__Required tasks__
a: In the steganography text, which image format is chosen for steganography, and what reason is given?
b: Name every steganography tool that the steganography text mentions by name.
c: Using the steganography text, decide whether each statement agrees with it: (i) Steghide is more robust than Outguess. (ii) Spread spectrum and frequency domain methods conceal data less well than spatial domain methods. (iii) F5 can be detected by re-encoding a copy of the cover file offset by eight rows and eight columns.

─── Text segment ───

Image files are the most common cover medium used for steganography. With resolution n most cases
higher than human perception, data can be hidden in the ”noisy” bits or pixels of the image file. Because
of the noise, a slight change in the those bits is imperceptible to the human eye, although it might be
detected using statistical methods (i.e., steganalysis). One of the most common and naive methods of
embedding message bits is LSB replacement in spatial domain where the bits are encoded in the cover
image by replacing the least significant bits of pixels. Other techniques might include spread spectrum and
frequency domain manipulation, which have better concealment properties than spatial domain methods.
JPEG is the most popular image format used over the Internet and by image acquisition devices, and
therefore we use JPEG as our choice for steganography.
Steganalysis of JPEG images is based on statistical properties of the JPEG coefficients, since these
are where the embedded data are usually hidden. A popular approach to steganalysis of JPEG images
is based on analysis of the histogram of coefficient values in the image. Jsteg, which simply changes
the LSB of a coefficient to the value desired for the next embedded data bit [18], can be detected by
the effect it has of equalizing adjacent pairs of coefficient values [20]. F5 attempts to retain the general
shape of the histogram [21], but can be detected by obtaining an estimate of the original histogram by
re-encoding a copy of the spatial cover file offset by four rows and four columns [6]. Outguess [13] and
Steghide [8] use statistical restoration schemes to embed data in the LSB coefficients. Outguess uses a
threshold which determined the amount of coefficients to be preserved to restore the histogram but can
be broken by second order statistical steganalysis [5], [14]. Steghide uses a graph theory approach and
swaps the values of coefficients to embed data and is more robust than Outguess.

─── Supplied entries ───

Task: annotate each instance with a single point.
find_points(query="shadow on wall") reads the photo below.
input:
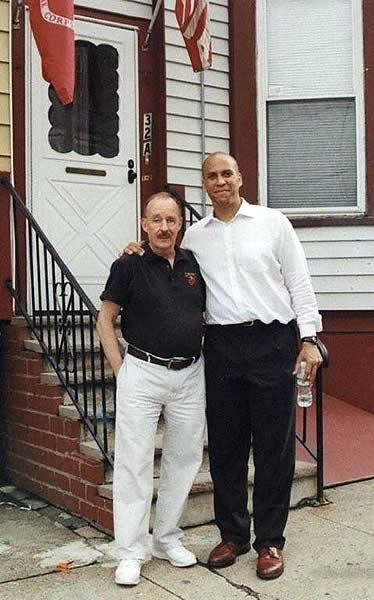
(3, 396)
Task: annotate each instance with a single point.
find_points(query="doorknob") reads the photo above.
(131, 174)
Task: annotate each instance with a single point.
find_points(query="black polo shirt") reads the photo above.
(161, 305)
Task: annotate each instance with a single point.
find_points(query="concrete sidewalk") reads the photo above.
(329, 556)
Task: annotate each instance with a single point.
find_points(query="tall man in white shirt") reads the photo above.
(258, 295)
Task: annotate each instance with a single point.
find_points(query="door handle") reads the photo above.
(131, 174)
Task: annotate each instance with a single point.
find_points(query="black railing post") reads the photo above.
(319, 435)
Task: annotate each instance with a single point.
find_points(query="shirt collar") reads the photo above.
(245, 210)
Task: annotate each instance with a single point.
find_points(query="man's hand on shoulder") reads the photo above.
(134, 248)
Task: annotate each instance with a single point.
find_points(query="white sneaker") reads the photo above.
(178, 556)
(128, 571)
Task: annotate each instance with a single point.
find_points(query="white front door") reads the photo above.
(80, 157)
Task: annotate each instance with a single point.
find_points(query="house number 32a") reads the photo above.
(147, 135)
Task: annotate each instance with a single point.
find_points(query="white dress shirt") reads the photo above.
(254, 268)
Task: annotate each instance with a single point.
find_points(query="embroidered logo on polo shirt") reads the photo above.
(191, 278)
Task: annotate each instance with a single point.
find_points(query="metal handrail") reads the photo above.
(63, 319)
(70, 323)
(317, 454)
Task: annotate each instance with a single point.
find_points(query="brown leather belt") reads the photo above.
(175, 364)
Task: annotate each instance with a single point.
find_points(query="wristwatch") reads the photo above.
(312, 339)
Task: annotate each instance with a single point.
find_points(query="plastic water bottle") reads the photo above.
(304, 394)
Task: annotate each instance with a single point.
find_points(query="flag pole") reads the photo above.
(151, 25)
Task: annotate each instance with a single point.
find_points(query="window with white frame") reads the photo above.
(311, 106)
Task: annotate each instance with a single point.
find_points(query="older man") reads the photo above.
(162, 297)
(259, 298)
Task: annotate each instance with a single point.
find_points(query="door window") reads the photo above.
(90, 124)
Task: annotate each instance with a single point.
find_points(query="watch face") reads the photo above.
(311, 339)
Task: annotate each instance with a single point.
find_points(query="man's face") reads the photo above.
(162, 222)
(222, 180)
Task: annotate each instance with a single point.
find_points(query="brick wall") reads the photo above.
(41, 448)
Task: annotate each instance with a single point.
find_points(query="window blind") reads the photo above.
(312, 153)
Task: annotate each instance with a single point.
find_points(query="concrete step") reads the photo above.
(199, 509)
(90, 448)
(49, 377)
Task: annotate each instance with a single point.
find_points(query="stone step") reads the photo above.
(50, 377)
(90, 448)
(199, 509)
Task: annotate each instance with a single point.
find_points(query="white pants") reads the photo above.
(145, 390)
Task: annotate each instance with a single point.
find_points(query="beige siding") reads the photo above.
(190, 124)
(4, 87)
(341, 263)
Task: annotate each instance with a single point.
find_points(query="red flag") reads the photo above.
(52, 24)
(193, 20)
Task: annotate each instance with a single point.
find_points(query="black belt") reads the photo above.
(175, 364)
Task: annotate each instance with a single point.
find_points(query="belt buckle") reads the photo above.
(249, 324)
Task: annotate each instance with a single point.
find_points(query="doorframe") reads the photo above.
(151, 98)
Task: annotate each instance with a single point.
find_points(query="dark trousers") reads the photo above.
(251, 401)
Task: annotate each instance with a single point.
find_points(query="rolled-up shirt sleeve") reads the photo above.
(297, 280)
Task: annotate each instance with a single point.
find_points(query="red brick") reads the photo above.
(91, 493)
(78, 489)
(20, 399)
(71, 504)
(56, 497)
(15, 347)
(62, 482)
(17, 431)
(39, 421)
(48, 391)
(94, 473)
(72, 428)
(53, 460)
(48, 405)
(71, 466)
(22, 383)
(105, 519)
(47, 440)
(57, 425)
(64, 444)
(18, 365)
(34, 367)
(16, 415)
(47, 475)
(35, 437)
(88, 511)
(18, 333)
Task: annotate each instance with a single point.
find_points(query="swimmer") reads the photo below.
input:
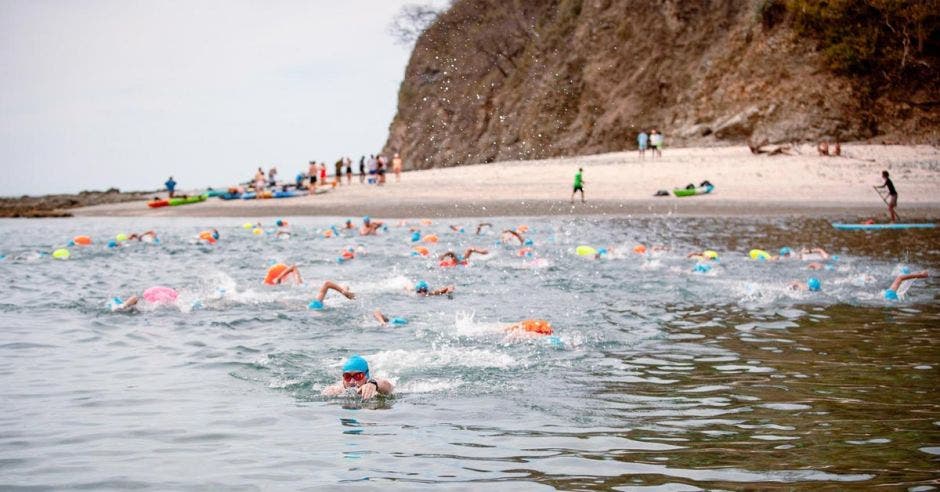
(509, 234)
(892, 293)
(209, 236)
(280, 272)
(812, 284)
(423, 289)
(150, 235)
(385, 320)
(327, 286)
(537, 326)
(356, 376)
(813, 254)
(451, 259)
(369, 226)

───

__Solutions to the problems__
a: JPEG is chosen because it is the most popular image format used over the Internet and by image acquisition devices.

b: Jsteg, F5, Outguess, Steghide

c:
(i) Yes: "Steghide uses a graph theory approach and swaps the values of coefficients to embed data and is more robust than Outguess."
(ii) No: "which have better concealment properties than spatial domain methods"
(iii) No: "re-encoding a copy of the spatial cover file offset by four rows and four columns"